:: Data for this task
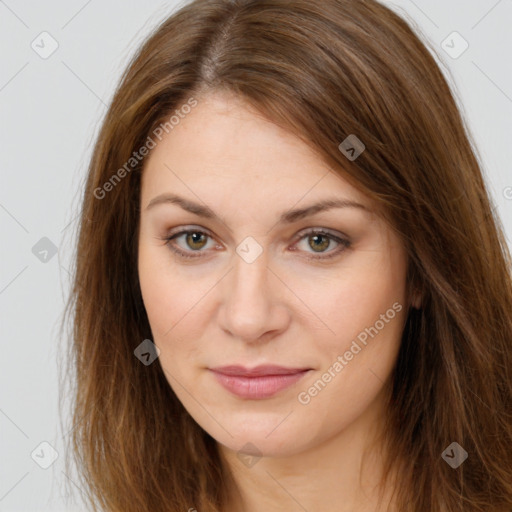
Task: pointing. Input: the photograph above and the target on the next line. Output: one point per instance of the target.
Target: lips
(258, 371)
(257, 383)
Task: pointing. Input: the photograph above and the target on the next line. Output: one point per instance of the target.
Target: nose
(253, 302)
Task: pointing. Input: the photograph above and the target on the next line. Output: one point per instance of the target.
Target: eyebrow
(287, 217)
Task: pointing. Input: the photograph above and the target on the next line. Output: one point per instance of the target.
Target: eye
(319, 240)
(193, 238)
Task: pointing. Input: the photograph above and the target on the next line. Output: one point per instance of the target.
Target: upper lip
(258, 371)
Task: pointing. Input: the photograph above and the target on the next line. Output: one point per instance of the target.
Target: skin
(282, 308)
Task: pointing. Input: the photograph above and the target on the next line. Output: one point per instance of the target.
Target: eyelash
(344, 244)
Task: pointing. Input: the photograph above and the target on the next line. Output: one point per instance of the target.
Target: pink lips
(257, 383)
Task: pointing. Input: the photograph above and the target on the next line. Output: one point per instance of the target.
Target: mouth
(257, 383)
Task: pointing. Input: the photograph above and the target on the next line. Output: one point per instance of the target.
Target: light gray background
(50, 110)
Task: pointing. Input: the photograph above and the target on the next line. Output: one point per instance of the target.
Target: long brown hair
(323, 70)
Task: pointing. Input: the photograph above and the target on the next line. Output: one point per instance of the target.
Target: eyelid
(341, 239)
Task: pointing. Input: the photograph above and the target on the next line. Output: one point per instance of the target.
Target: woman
(291, 291)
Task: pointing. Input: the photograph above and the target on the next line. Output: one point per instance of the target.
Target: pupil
(321, 246)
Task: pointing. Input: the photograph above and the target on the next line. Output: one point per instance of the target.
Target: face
(235, 269)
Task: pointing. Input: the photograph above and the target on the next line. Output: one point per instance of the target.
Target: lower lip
(257, 388)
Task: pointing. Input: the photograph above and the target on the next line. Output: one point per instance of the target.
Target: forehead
(225, 147)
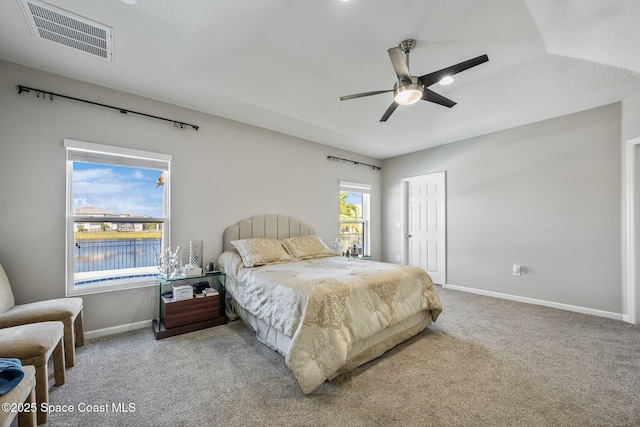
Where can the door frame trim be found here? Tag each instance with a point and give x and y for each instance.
(629, 230)
(404, 218)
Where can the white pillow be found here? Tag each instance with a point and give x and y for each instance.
(308, 247)
(259, 251)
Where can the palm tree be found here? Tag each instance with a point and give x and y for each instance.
(348, 211)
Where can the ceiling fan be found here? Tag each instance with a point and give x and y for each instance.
(410, 89)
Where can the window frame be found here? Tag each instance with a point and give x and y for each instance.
(365, 190)
(80, 151)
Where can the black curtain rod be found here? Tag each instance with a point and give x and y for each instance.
(176, 123)
(338, 159)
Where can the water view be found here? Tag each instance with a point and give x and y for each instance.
(115, 254)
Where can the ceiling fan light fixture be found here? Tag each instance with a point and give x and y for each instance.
(408, 93)
(446, 80)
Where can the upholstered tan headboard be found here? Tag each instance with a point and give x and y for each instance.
(269, 226)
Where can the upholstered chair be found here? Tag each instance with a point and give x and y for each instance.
(24, 397)
(66, 310)
(34, 344)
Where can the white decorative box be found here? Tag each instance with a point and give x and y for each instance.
(191, 271)
(182, 292)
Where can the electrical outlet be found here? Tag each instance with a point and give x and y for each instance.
(517, 270)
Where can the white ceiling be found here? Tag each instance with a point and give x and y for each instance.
(283, 64)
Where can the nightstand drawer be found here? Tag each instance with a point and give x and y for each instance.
(179, 313)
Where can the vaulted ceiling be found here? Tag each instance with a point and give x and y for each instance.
(283, 64)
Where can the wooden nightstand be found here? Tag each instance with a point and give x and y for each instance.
::::
Leaving out the pictures, repeat all of the entries exactly.

Task: pointing. Input: the photograph above and the target on the next line. Output: one point per instance of the target.
Target: lips
(258, 371)
(257, 383)
Task: pointing. Input: the photograph above and the target on the next line. Output: one point per instance of the target.
Target: nose
(253, 302)
Task: pointing. Input: the photograph above and the target on the next line. Output: one point per instance of the target.
Target: eyebrow
(287, 217)
Task: pointing. Input: the photograph above and the target on the next line. Output: one point per instance of the target.
Target: eye
(319, 240)
(193, 238)
Task: pointing. Input: the photograph above and the target on the next line. Output: one point per instance of the target.
Target: upper lip
(258, 371)
Task: pointing. Input: the photograph above and the target on the next line. Output: one point per instance of the target.
Target: skin
(282, 308)
Task: pointing. Input: the photograph above and the target on the next line. Output: one point per instance of the target.
Target: eyelash
(344, 244)
Task: pointing. Input: the photograph above and the target on the next line. Output: one point per instance of the target.
Target: pink lips
(257, 383)
Task: pointing. Input: the photograph above and the target on the next line. Output: one point per instance of the target.
Target: mouth
(257, 383)
Task: pointing. Input: the photograph above and the target on the next line. Output: one point per instance of the target.
Target: light gray background
(50, 110)
Task: pointing. Input: the photograph above and the target on the next line. Output: one point per instance of the target.
Target: long brown hair
(323, 70)
Task: pointing. Input: the photograph above and the target on the next line. Output: one point per instance of the target.
Target: eyelid
(341, 239)
Task: pointing. Input: the photograph above and the target on the next line. Output: one point per instance of the target.
Target: woman
(291, 291)
Task: pointing. Input: the photograph above and the target on the next line. Output: one point per instance of the target.
Target: pupil
(321, 246)
Task: pointing. Input: the photograph above and the target on the next line. Output: one point per instance of the target.
Target: face
(235, 269)
Task: pointing. Input: the photograph above and the target on the next line. Output: one point per instance of the target.
Target: lower lip
(257, 388)
Task: pointing. Input: the photograph above and the target on the next line. Output: one point per instance of the target.
Target: forehead
(225, 147)
Where can the door frame trim be found here? Tag each instance with a point and give x and y for each instance.
(629, 230)
(404, 218)
Where can the white pillow be found here? Tag each instance with a point and give x and y for each instance.
(308, 247)
(259, 251)
Where can the palm tree be found here? Tag each instance with a point and give x and y for each instance.
(348, 211)
Where can the ceiling fan be found here? Tag each instance with a point and give x and y for each instance.
(410, 89)
Where can the window frame be found here? Tag each instance with a point and give x and y for each instance.
(365, 190)
(80, 151)
Where can the black curtain rod be found here? Tag each instance with a point and give x and y for each instance.
(176, 123)
(338, 159)
Where can the water view be found here? Tag each instance with a point and give x and y for each instance.
(115, 254)
Where can the ceiling fan light fixture be found here? Tag each instance with a point and give x and y for each instance.
(408, 93)
(446, 80)
Where can the upholstered tan headboard be found here? Tag each instance with a point and give x and y for each instance.
(269, 226)
Where can the upholstered chair be found here? Tag each instance with a point and give x and y for each instance.
(24, 397)
(66, 310)
(34, 344)
Where can the white decorative box be found here? Tag each instance with a point and give x and y for each instance.
(191, 271)
(182, 292)
Where can the electrical outlet be found here? Tag each instance with a point and give x and y for each instance.
(517, 270)
Where can the white ceiling be found here? Tag each instance with a point and give x and y for each instance.
(283, 64)
Where can the nightstand drawer be found here? Tag each instance with a point and give x and y for each instance.
(179, 313)
Where can the vaulted ceiling be found here? Tag each instance with a point and give x and y for each instance.
(283, 64)
Where can the wooden nightstand be found here? Tag each instance with a point and give x and y for each instance.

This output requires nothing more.